## Exercise requirements
Repeat the lines below exactly as written, please, from the line with "If you could indicate the nose" to the line with "If you could indicate the cockpit window", both lines included, and no others.

## Input records
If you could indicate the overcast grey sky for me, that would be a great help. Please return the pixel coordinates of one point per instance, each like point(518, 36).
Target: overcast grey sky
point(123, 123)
...
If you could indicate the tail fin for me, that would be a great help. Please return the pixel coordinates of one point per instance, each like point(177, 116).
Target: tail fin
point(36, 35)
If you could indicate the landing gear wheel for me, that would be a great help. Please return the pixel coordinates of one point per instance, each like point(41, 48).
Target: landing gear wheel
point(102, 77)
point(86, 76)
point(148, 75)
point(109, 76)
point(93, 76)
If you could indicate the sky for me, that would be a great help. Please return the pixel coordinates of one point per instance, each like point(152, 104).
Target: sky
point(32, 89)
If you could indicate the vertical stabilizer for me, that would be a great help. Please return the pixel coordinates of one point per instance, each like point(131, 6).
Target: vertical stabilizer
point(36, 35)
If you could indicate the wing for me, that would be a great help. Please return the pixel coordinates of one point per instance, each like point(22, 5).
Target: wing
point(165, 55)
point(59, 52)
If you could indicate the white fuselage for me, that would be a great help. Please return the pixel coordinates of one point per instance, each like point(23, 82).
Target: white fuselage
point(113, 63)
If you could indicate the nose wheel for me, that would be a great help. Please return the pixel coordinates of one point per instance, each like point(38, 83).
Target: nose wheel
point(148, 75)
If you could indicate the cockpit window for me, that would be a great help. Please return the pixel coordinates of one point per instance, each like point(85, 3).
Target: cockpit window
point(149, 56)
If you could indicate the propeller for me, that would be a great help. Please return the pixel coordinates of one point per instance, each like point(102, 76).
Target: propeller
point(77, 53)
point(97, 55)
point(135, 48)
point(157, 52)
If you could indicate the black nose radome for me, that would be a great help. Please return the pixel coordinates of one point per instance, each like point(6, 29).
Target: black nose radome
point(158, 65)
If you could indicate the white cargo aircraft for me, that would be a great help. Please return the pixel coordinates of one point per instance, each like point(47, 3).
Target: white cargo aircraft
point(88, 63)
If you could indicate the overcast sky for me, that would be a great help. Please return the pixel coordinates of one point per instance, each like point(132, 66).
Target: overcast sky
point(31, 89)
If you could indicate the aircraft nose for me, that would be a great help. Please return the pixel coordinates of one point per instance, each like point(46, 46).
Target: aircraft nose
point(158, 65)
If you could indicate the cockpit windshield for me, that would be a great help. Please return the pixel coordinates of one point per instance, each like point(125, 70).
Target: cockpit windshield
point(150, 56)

## Worked solution
If you could indicate the nose wheel for me, that would be a great help. Please return the pixel coordinates of one point per instance, each like point(38, 83).
Target: nose wheel
point(148, 75)
If you could indicate the cockpit window for me, that would be a great help. Please return the pixel coordinates of one point per instance, each like point(85, 3).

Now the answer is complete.